§ **Aim of the task**:
Return the part of the passage on compulsory purchase starting at "Compulsory purchase is" and ending at "interpreted very broadly.", copied word for word.

§ **Source passage**:
Compulsory purchase is the power to acquire rights over an estate in English land law, or to buy that estate outright, without the current owner's consent in return for compensation. In England and Wales, Parliament has granted several different kinds of compulsory purchase power, which are exercisable by various bodies in various situations.  Such powers are "for the public benefit", but this expression is interpreted very broadly.

History

Although land may be acquired by consent, and conduct which raises another party's reasonable expectations, these private methods of acquiring land are often insufficient for adequate public regulation. Building national infrastructure, such as railways, housing, and sewerage, as well as democratically determined planning rules, either by national or local government, typically requires compulsory purchase, because private owners might not give up land required for public works except at an extortionate price. Historically, compulsory purchases were carried out under the Inclosure Acts and their predecessors, where enclosure was frequently a method of expropriating people from common land for the benefit of barons and landlords. In the industrial revolution, most railways were built by private companies procuring compulsory purchase rights from private Acts of Parliament, though by the late 19th century, powers of compulsory purchase slowly became more transparent and used for general social welfare, as with the Public Health Act 1875, or the Housing of the Working Classes Act 1885. Compulsory purchase legislation was significantly extended during the First World War for military use, and after the war for housing, as certain principles became standardised.

Local authority purchase
Today, the Land Compensation Act 1961 section 5 generally requires that the owner of an interest in land (e.g. a freehold, leasehold or easement as in Re Ellenborough Park) receives payment for the "value of the land ... if sold on an open market by a willing seller". Compensation is often also available for losses to a home, or if one's business has to move. The Compulsory Purchase Act 1965 sets conditions for a purchase to be made, and the Acquisition of Land Act 1981 regulates the conditions for granting a "Compulsory Purchase Order". Typically, either central government represented by a Secretary of State, or a local council will be interested in making a compulsory purchase. The authority of local councils for make purchases for specific reasons can be set out in specific legislation, such as the Highways Act 1980 to build roads when strictly necessary. However the Town and Country Planning Act 1990 section 226, which allows compulsory purchase to "facilitate the carrying out of development, re-development or improvement" for the area's economic, social, or environmental well being, must be confirmed by the Secretary of State, and similarly the Local Government Act 1972 section 121 requires the council seek approval from the government Minister.

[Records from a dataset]
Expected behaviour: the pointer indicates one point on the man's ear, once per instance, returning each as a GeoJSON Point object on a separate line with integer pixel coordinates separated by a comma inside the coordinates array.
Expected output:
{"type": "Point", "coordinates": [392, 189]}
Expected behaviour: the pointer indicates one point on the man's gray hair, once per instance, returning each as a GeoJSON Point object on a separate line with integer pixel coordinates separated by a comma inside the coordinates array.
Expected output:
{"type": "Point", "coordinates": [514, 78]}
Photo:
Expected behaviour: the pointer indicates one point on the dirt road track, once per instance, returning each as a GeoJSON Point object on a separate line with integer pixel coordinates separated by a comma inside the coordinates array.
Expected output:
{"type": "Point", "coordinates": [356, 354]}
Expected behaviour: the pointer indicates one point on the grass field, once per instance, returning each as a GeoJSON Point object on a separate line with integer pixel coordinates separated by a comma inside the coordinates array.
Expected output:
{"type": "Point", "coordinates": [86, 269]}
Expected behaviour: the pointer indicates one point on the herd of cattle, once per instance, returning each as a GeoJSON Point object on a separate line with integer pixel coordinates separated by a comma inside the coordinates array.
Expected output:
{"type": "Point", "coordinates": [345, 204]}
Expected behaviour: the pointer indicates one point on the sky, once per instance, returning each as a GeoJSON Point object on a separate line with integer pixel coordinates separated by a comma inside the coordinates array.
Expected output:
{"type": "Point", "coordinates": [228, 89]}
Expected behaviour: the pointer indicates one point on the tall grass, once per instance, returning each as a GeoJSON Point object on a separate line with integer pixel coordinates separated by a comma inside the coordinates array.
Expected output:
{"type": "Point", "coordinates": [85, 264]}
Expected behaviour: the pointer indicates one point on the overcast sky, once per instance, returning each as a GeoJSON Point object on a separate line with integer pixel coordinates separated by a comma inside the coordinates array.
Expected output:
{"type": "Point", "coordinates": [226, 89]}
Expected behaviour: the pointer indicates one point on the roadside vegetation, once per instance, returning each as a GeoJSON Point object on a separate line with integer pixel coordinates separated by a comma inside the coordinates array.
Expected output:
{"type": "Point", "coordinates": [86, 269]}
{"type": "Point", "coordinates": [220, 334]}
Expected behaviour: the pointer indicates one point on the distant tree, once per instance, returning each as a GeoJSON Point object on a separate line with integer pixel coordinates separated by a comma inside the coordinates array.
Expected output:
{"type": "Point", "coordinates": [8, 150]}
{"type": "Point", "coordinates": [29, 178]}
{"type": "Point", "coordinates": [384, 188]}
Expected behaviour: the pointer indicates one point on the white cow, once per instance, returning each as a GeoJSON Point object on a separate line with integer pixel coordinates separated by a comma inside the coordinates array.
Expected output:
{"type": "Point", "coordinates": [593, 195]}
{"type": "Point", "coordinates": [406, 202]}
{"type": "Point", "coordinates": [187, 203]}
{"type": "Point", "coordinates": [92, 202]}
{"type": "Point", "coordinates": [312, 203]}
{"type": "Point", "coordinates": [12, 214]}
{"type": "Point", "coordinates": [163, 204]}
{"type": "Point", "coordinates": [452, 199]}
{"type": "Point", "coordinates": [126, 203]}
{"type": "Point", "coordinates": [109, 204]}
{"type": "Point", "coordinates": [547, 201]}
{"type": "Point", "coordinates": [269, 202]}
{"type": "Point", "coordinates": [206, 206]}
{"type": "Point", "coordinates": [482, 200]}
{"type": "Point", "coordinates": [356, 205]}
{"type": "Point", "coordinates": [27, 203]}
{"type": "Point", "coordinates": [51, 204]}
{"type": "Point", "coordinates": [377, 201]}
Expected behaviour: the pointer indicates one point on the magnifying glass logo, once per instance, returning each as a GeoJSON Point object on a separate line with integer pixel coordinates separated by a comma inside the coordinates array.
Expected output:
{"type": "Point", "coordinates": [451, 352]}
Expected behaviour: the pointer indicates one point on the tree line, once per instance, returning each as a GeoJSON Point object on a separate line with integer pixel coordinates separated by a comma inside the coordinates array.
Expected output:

§ **Output of the exercise**:
Compulsory purchase is the power to acquire rights over an estate in English land law, or to buy that estate outright, without the current owner's consent in return for compensation. In England and Wales, Parliament has granted several different kinds of compulsory purchase power, which are exercisable by various bodies in various situations.  Such powers are "for the public benefit", but this expression is interpreted very broadly.